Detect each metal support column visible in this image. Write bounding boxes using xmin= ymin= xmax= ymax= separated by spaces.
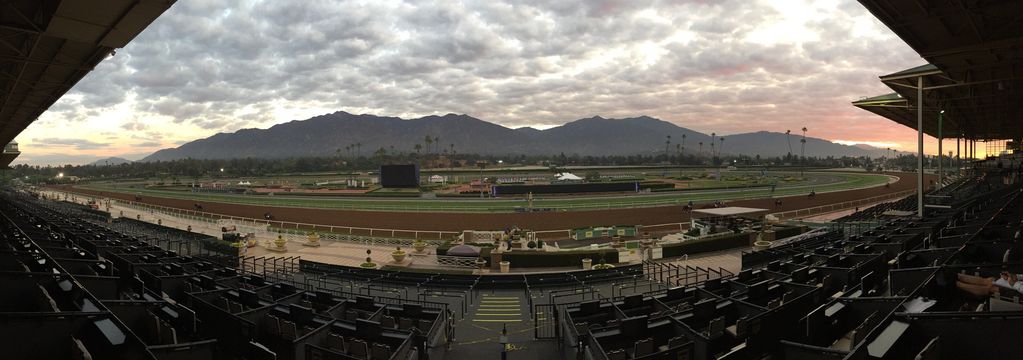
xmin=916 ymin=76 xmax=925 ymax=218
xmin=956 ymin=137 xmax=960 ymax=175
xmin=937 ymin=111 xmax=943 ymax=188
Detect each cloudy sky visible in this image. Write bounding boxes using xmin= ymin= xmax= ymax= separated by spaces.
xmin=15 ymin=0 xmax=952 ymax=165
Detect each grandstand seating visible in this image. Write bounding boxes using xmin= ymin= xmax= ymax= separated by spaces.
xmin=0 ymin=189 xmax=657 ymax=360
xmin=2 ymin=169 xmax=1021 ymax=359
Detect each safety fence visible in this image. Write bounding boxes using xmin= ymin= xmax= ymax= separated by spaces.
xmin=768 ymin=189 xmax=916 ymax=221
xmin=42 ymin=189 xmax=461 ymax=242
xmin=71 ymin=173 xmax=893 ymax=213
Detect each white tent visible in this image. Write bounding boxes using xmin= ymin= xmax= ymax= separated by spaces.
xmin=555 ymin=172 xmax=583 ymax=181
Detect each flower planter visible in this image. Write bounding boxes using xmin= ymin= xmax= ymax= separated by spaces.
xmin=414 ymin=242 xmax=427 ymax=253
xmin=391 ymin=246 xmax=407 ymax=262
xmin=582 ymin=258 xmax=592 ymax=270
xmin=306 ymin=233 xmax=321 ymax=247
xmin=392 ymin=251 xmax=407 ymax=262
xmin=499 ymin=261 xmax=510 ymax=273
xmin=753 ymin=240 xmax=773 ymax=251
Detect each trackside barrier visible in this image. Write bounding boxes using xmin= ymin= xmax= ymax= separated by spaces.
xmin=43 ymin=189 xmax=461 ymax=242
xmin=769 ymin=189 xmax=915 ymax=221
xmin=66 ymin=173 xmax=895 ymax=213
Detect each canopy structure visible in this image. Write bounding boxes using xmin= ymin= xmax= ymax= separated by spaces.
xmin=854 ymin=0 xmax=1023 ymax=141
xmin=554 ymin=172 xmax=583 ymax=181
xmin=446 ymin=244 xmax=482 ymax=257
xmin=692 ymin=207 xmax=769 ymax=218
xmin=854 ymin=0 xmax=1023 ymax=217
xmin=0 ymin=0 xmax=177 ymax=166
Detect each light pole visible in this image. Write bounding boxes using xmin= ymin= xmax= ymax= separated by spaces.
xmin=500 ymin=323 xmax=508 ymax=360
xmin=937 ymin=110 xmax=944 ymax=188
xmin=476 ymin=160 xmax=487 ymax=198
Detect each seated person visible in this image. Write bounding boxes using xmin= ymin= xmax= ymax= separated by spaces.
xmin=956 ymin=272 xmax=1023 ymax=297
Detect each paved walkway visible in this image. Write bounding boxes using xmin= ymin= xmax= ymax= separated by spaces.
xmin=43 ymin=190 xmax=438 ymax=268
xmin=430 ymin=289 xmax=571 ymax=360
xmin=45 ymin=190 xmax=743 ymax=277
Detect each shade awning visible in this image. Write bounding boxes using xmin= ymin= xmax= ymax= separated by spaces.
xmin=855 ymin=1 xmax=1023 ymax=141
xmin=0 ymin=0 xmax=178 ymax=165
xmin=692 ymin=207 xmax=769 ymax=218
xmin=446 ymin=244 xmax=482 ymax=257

###

Work to complete:
Every line of the data above is to be repeated exactly; the images are to be left out.

Output of the exercise:
Detect each metal support column visible in this image. Write bounding boxes using xmin= ymin= xmax= ymax= separated by spaces.
xmin=916 ymin=76 xmax=925 ymax=218
xmin=956 ymin=137 xmax=960 ymax=175
xmin=937 ymin=111 xmax=943 ymax=188
Detect each cloudy sky visible in this image. Write bounding boxes using xmin= ymin= xmax= ymax= separated by spaces.
xmin=15 ymin=0 xmax=952 ymax=165
Detect each grandstand seating visible in this image. Write bounding boxes using xmin= ymin= xmax= ymax= separated by spaces.
xmin=0 ymin=189 xmax=657 ymax=360
xmin=2 ymin=169 xmax=1021 ymax=359
Detect each safety fence visible in this image. Write bounding boxes using xmin= ymin= xmax= ymax= separated by spaces.
xmin=768 ymin=189 xmax=916 ymax=221
xmin=42 ymin=189 xmax=461 ymax=242
xmin=71 ymin=173 xmax=893 ymax=213
Detect each white tent visible in this image. Write bounding boxes using xmin= ymin= xmax= ymax= separated by spaces.
xmin=555 ymin=172 xmax=583 ymax=181
Detect each flower planter visible in this image. Write bounding boxes using xmin= ymin= xmax= ymax= separated by spaces.
xmin=414 ymin=242 xmax=427 ymax=253
xmin=391 ymin=246 xmax=407 ymax=262
xmin=582 ymin=258 xmax=592 ymax=270
xmin=306 ymin=233 xmax=321 ymax=247
xmin=392 ymin=251 xmax=407 ymax=262
xmin=499 ymin=261 xmax=510 ymax=273
xmin=753 ymin=240 xmax=773 ymax=251
Detect each trackside barrier visible in this image. Write bounding boxes using xmin= ymin= xmax= ymax= separated by spaces.
xmin=43 ymin=189 xmax=461 ymax=242
xmin=769 ymin=189 xmax=915 ymax=221
xmin=66 ymin=173 xmax=895 ymax=213
Detect each canopy structure visible in this image. Write bounding boxes using xmin= ymin= xmax= ymax= separated by spaces.
xmin=854 ymin=0 xmax=1023 ymax=141
xmin=554 ymin=172 xmax=583 ymax=181
xmin=446 ymin=244 xmax=482 ymax=257
xmin=692 ymin=207 xmax=769 ymax=218
xmin=854 ymin=0 xmax=1023 ymax=217
xmin=0 ymin=0 xmax=177 ymax=166
Detect each light pole visible in this image. Write bounding boxes using xmin= ymin= xmax= ymax= separated by spaces.
xmin=500 ymin=323 xmax=508 ymax=360
xmin=937 ymin=110 xmax=944 ymax=188
xmin=476 ymin=160 xmax=487 ymax=198
Detect each seated person visible in this image. Write bounding boxes using xmin= ymin= xmax= ymax= separated by spaces.
xmin=956 ymin=272 xmax=1023 ymax=297
Detect each paved walkway visible in this image. Write bounding boxes using xmin= ymin= xmax= ymax= separated by spaces.
xmin=43 ymin=190 xmax=438 ymax=268
xmin=430 ymin=289 xmax=571 ymax=360
xmin=45 ymin=190 xmax=743 ymax=277
Detect each shade awning visible in this image. Write bounding boxes using xmin= ymin= xmax= ymax= separated by spaces.
xmin=855 ymin=1 xmax=1023 ymax=141
xmin=0 ymin=0 xmax=178 ymax=165
xmin=692 ymin=207 xmax=769 ymax=218
xmin=446 ymin=244 xmax=482 ymax=257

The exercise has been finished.